* _TO DO_: Please give the data below again in full, exactly as it stands.

___ DATA SUPPLIED ___

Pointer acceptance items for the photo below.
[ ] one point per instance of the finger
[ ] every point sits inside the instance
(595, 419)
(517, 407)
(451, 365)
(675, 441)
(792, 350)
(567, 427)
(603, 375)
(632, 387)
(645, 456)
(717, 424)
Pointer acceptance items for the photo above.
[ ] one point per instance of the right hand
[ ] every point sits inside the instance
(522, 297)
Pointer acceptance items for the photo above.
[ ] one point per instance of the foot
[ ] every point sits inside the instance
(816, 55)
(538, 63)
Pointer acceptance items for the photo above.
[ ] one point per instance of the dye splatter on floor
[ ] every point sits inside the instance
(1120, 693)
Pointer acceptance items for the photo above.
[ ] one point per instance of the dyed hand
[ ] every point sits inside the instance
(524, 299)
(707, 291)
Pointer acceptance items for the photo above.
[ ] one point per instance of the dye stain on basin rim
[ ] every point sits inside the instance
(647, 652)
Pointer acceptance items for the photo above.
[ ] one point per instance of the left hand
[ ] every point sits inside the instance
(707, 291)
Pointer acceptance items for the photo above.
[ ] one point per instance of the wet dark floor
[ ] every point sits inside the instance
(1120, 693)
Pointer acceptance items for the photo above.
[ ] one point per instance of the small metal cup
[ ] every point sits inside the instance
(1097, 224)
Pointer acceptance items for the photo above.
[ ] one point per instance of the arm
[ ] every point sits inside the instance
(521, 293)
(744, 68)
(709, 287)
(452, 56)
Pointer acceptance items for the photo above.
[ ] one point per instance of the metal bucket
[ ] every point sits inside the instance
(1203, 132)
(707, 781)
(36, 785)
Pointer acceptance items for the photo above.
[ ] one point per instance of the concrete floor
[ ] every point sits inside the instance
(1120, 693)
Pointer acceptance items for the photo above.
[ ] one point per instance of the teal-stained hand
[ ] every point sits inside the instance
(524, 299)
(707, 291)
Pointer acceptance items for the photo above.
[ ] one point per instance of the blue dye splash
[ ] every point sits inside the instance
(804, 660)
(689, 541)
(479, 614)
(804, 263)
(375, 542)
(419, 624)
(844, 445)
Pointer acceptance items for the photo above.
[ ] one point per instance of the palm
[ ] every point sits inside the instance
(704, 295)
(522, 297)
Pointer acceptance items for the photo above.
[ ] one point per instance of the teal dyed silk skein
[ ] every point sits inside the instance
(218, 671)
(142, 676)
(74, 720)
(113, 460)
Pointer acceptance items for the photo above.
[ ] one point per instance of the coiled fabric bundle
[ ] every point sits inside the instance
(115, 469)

___

* _RESULT FOR THIS EXERCISE_:
Pointer acceptance items for the photo below.
[ ] one point per instance of the finger
[ ] every point sits inside the instance
(595, 419)
(517, 407)
(451, 365)
(675, 441)
(792, 350)
(567, 427)
(603, 375)
(632, 387)
(645, 456)
(717, 424)
Pointer acceptance items for the photo above.
[ ] one point per instance of the right hand
[ ] every point sits inside the instance
(522, 297)
Pointer acceptance items for the photo above.
[ ] one point per instance of the foot
[ ] every point sits inside the instance
(816, 55)
(538, 63)
Pointer acceptance items for the photo above.
[ ] one point per instance of the dye splatter on floor
[ ] every point sits inside the instance
(1120, 693)
Pointer acceptance items for the photo above.
[ ] one point per instance of the dyed hand
[ ] every point sits inside the instance
(524, 299)
(707, 291)
Pointer acceptance items for the photo above.
[ ] one point per instance of the dye stain on basin rim
[ ] every point sits inside the instance
(647, 652)
Pointer acceptance items for the photo above.
[ ] one point per instance of the left hand
[ ] every point sits inside the instance
(707, 291)
Pointer acceptance items for the photo above.
[ ] one point per instance of the wet dark floor
[ ] every point sits inside the instance
(1120, 693)
Pointer acceptance items for the photo above.
[ ] one point per instance of the small metal cup
[ ] every point sits inside the instance
(1097, 224)
Pointer acceptance items for the photo above.
[ ] one point per instance of the arm
[ ] every point sits inside the instance
(521, 293)
(744, 68)
(709, 287)
(452, 56)
Pointer acceptance items for the photo above.
[ ] one point per instance of the metal bucket
[ ] every point sits inside the instance
(1203, 132)
(707, 781)
(36, 785)
Pointer acceptance items for the photo above.
[ ] one point per instance of the concrete floor
[ ] every point sits inside the instance
(1120, 693)
Pointer acceptance items for the photo above.
[ ] one point per instance of the teal-stained hand
[ ] every point sits inside the instance
(524, 299)
(707, 291)
Pointer acceptance items for the photo above.
[ ] one point per instance of the blue dye splash
[ ] every point sits inside the instance
(804, 660)
(689, 541)
(479, 614)
(804, 263)
(375, 542)
(419, 624)
(844, 445)
Pointer acceptance items for the photo above.
[ ] one point per instance of the palm
[ ] every point sits inside the instance
(704, 295)
(522, 297)
Pointer acceptance items for the photo above.
[ ] one point per instance of the teal dyed silk skein
[ ] every point sits inside the instance
(218, 671)
(142, 676)
(74, 720)
(113, 460)
Pointer acceptance items for the photo above.
[ ] one point per instance of the coiled fabric bundle
[ ] every point sits inside the instance
(115, 469)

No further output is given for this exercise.